* Begin Quoted passage *

Re: Culprit of intermittent & transient item-too-large set failures, and why favoring slab reassignment over memory allocation?

dormando Wed, 26 Apr 2017 14:33:07 -0700

Nice.

Unfortunate there's a regression there :( Hopefully it's been looked at?


I'll try to prioritize getting more of the logging hooks done, since this
would've been resolved a lot more easily by you if the errors were more
easily accessible. Most clients hide errors or make it difficult to gather
anyway :(

Under-utilization of memory isn't a problem per se, unless you're not
getting as much benefit as you potentially could :)

-Dormando

On Wed, 26 Apr 2017, Min-Zhong "John" Lu wrote:

> Well I must be doomed and I feel embarrassed now.
> TL;DR: It's an error on my side (part pylibmc, part our engineering problem), 
> not memcached's.
>
> Long story:
> So, it turns out that some of our computation instances have pylibmc 1.5.0 
> and some pylibmc 1.5.1.
>
> I already knew pylibmc 1.5.1 had regressed on serialization means, so I had 
> already instituted a policy on holding pylibmc version at 1.5.0. However, in
> hindsight this policy probably haven't been enforced (by human beings or by 
> computer codes) very thoroughly. So I ended up having a troublesome mix ---
> and the number of pylibmc-1.5.1-equipped instances are relatively tiny, hence 
> the intermittent-ness and the transient-ness (the "retry" was always
> carried out manually on a pylibmc-1.5.0-equipped instance).
>
> Also retrospectively confirmed is that, for those objects that we fail to 
> store, they have a serialized size less than 1MB if by pylibmc 1.5.0 and 
> larger
> than 1MB if by pylibmc 1.5.1. I always compute the size of my objects by 
> 1.5.0's serialization means, so when they are processed by
> pylibmc-1.5.1-equipped instances, I get a too big error for an item I think I 
> shouldn't get the error for.
>
> Dormando, sorry for summoning the dinosaur and having you take time for this.
>
> As for the under-utilization of the memory, yes it's probably something that 
> needs attention, but I'll have to double check with our access
> pattern/traffic, to see if I've been just overprovisioning more cache than 
> needed by our workloads, or something else.

* End Quoted passage *

Problem statement
Pick up the memcached forum thread above right after its final sentence and continue it.

* Begin Dataset rows *

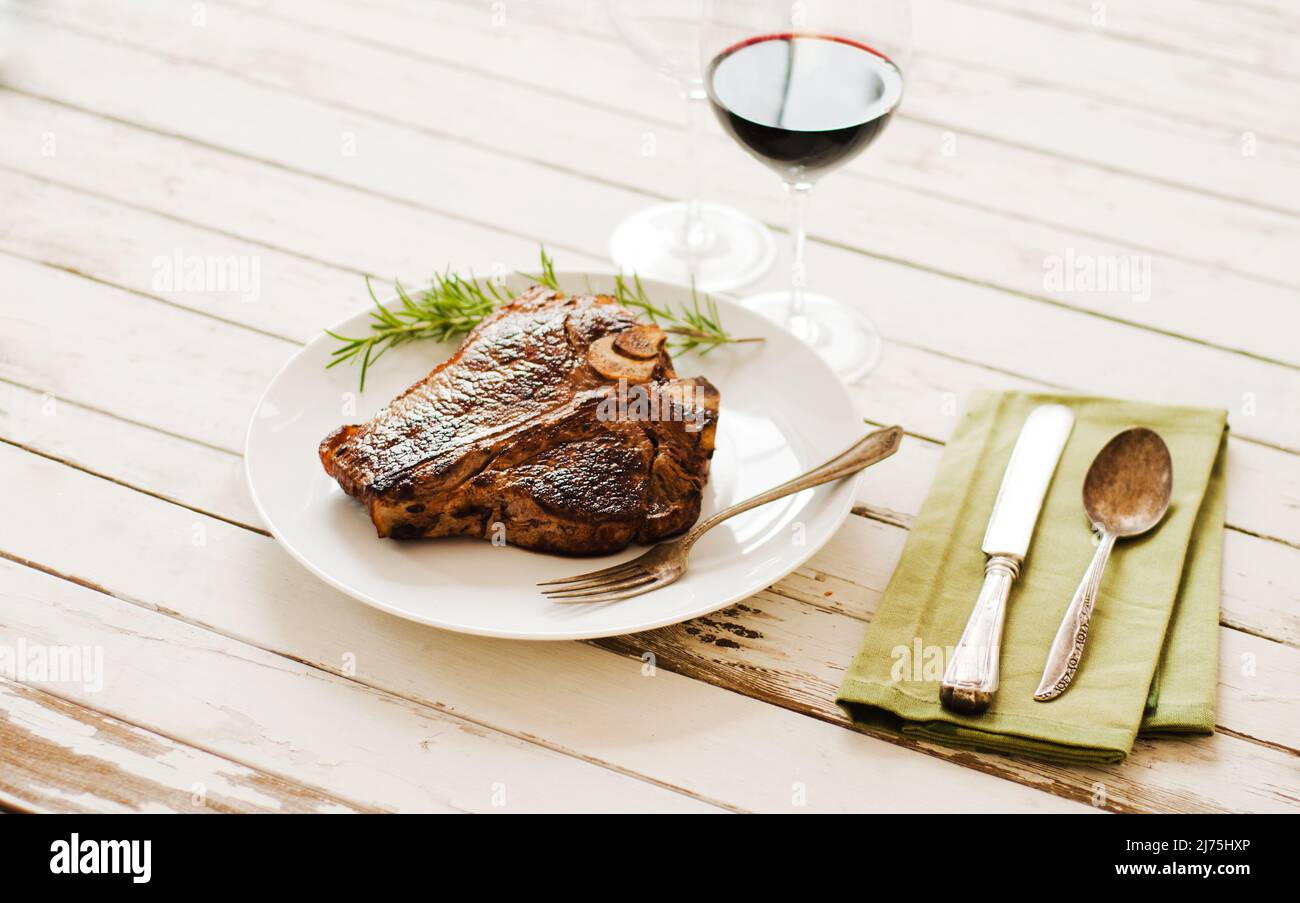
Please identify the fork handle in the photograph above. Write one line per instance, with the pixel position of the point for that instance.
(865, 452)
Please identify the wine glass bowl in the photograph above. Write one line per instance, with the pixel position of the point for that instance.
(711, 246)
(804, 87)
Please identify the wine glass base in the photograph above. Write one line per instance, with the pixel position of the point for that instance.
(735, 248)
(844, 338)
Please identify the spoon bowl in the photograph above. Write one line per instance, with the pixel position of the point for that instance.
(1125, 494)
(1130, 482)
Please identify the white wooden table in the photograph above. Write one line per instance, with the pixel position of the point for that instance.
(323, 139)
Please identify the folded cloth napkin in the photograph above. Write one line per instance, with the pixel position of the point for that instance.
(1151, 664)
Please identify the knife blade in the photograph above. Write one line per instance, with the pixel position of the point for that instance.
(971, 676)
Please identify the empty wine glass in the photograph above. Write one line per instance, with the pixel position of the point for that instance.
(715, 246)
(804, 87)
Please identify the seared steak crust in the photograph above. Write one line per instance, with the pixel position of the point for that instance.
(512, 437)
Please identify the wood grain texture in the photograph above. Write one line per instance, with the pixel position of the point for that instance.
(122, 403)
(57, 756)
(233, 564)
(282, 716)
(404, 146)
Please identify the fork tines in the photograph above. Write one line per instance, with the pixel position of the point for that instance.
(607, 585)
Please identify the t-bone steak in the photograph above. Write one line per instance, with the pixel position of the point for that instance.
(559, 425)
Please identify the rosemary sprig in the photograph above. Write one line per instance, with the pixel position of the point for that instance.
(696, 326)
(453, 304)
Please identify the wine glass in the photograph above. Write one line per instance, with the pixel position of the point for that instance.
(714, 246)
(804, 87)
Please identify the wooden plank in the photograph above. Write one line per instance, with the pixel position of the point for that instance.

* End Dataset rows *

Exercise answer
>
> Again thanks for your time on this false alarm.
>
> Cheers,
> - Mnjul
>
> On Tuesday, April 25, 2017 at 6:18:58 PM UTC-4, Dormando wrote:
>       Cool.
>
>       Yeah this agrees; zero outofmemory errors on all classes. Think I'm
>       missing a counter for chunked items still, in cases of "late" allocation
>       errors. Given the amount of memory free I can't see why that would 
> happen
>       though.
>
>       Hopefully you're able to find the real error. Another thing I need to
>       finish doing is add more logging endpoints so it's easier to gather data
>       like that :(
>
>       On Tue, 25 Apr 2017, Min-Zhong "John" Lu wrote:
>
>       > Annnnnd, I guess forgetting to attach the files I promise is a sign 
> of dinosaurness.
>       > Here they are.
>       >
>       > On Tuesday, April 25, 2017 at 5:08:01 PM UTC-4, Min-Zhong "John" Lu 
> wrote:
>       >       Hello,
>       > Thanks for the response! So the slab automover is not the culprit.
>       >
>       > As for the exact server error: unfortunately I don't have that for 
> now as I use
>       > libmemcached (plus pylibmc for that matter). With that said, I do 
> have used the
>       > plain telnet protocol when doing "further get requests" (as in my 
> original mail)
>       > to verify the success of set requests (and the item size showing 
> there are exactly
>       > the same as I've calculated within my python codes, FWIW).
>       >
>       > I think I can set up a little nice netcat script to imitate those set 
> requests,
>       > directly through the telnet protocol, to capture the exact error 
> message. Not sure
>       > how the intermittent nature of the failures can come into play here, 
> but I'll try
>       > my best to reproduce it.
>       >
>       > As for setting -o slab_chunk_size_max=1048576 --- I'll try that, but 
> I need to
>       > schedule a maintenance window with my peers. Let me do the netcat 
> script first,
>       > and I'll probably have the instance relaunched (with the new setting) 
> within a
>       > couple days and a few days later I'll ping back on whether I'm still 
> seeing the
>       > failures.
>       >
>       > I'm attaching |stats items| here. Also attaching those |stats| and 
> |stats slabs|
>       > dumped at the same time for consistency.
>       >
>       > Will come back with more info for the fun,
>       > - Mnjul
>       >
>       >
>       >
>       >
>       >
>       > On Tuesday, April 25, 2017 at 4:40:52 PM UTC-4, Dormando wrote:
>       >       Hey!
>       >
>       >       Unfortunately you've summoned a dinosaur, as I am old now :P
>       >
>       >       My main question; do you have the exact server error returned by
>       >       memcached? If it is "SERVER_ERROR object too large for cache" - 
> that
>       >       error
>       >       has nothing to do with memory allocation, and is just 
> reflecting that
>       >       the
>       >       item attempted to store is too large (over 1MB). If it fails 
> for that
>       >       reason it should always fail.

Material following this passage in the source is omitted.